*** TEXT SECTION ***
Texas quartet harks back to the days when metal was metal.

When heavy metal moved from the '80s of slick-hair pop into the 21st century of retro stoner, doom, and thrash sounds, hard rock's minions breathed a sigh of relief. Gone was the sugar, and in came the twitches of metal's yore - the hammering of heroes like Iron Maiden and the gloomy sludge of Black Sabbath.

Sure the non-ironic mustaches, the squeal of twin guitars, the gratuitous rendering of epic codas, and dippy, pretentious lyrics pertaining to things of Middle Earth, Beelzebub, and Other Worldliness reentered the nu-metal lexicon. Those old cliches were better for metal than "Cherry Pie" any day.

Then there's the Sword, the Austin, Texas, outfit that packed the Theatre of the Living Arts on Friday. Since 2006's Age of Winters, this cutting metal quartet has made good on the promise of going boldly backward without sounding trite or too silly.

At the Sword's TLA gig, contradicting factors still made for a dazzling presentation.

Dense, pulsating bass and tech-thudding drums were in play for rigid rhythms in repetitive jackhammering fashion. Also on the retro-phonic tip were racing riff-heavy melodies and dueling chilly guitars. Occasionally, that bitter chill made the Sword's interplay overly hermetic and cold.
*** RECORDS PROVIDED ***
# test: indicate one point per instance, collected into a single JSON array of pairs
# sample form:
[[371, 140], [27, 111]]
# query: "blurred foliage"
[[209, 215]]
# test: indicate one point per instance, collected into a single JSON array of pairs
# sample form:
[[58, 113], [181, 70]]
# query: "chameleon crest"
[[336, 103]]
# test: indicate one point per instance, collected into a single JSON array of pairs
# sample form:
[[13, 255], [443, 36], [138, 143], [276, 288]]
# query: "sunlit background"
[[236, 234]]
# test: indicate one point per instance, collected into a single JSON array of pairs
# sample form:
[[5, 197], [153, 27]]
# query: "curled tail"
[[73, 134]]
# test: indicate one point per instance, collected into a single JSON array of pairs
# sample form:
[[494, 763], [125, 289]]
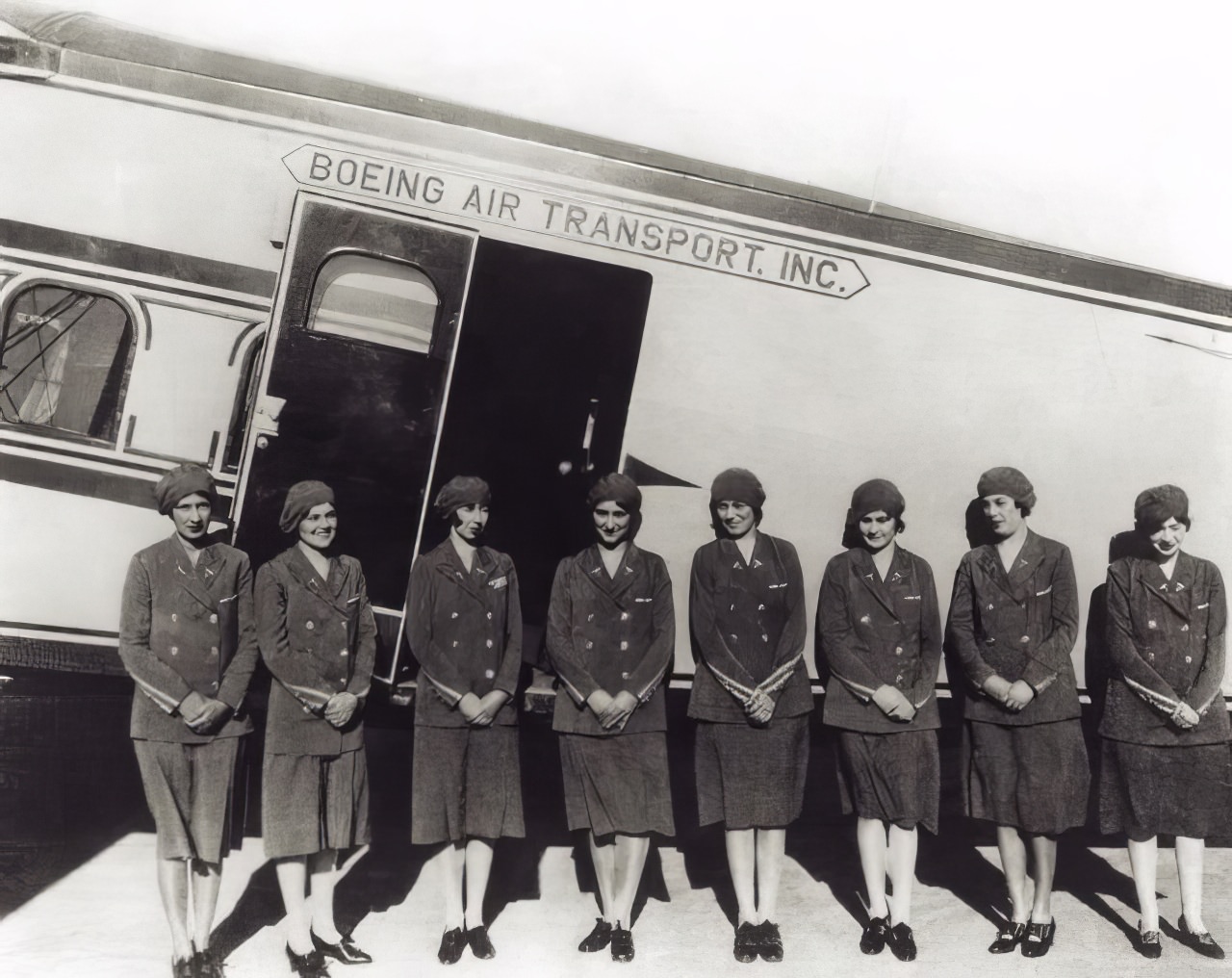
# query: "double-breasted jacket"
[[748, 630], [614, 633], [466, 632], [1017, 625], [1166, 643], [184, 630], [876, 632], [318, 638]]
***
Go on with the concert review of the Sword from its last sentence. The data has no part in what comes next.

(RESULT):
For a band whose pummeling 2006 debut - represented Friday by the crunching, cymbal riding "Freya" - was a modern sludge classic, the clinical nature of the Sword's live sound was a bit off-putting, even faceless at times. But that scrubbed chunkiness allowed picturesque lyrics like "Falcon's feathers soaring overhead / Choosing warriors among the dead" to stick out without musty metal distraction.

Cronise's voice and lyrics should have stuck out more. Though effective, he sounded like a youthful zombie Ozzy singing through a paper towel roll, and his fantastical lyrics occasionally got lost in the brash instrumentation. Then again, the Sword's lean, crunching arrangements worked a treat on material from 2010's galactic Warp Riders, and Cronise was loud and clear.

Space was the place for this sinister new material with the band's Maiden-like thrash-'n-shred perfect for "The Chronomancer, Pt. 1: Hubris." Warp Riders' twilight-zone overtones seem to have provoked the Sword to make more contagious melodies as songs like "Night City" were catchy without giving way to hair metal's slippery dumbness.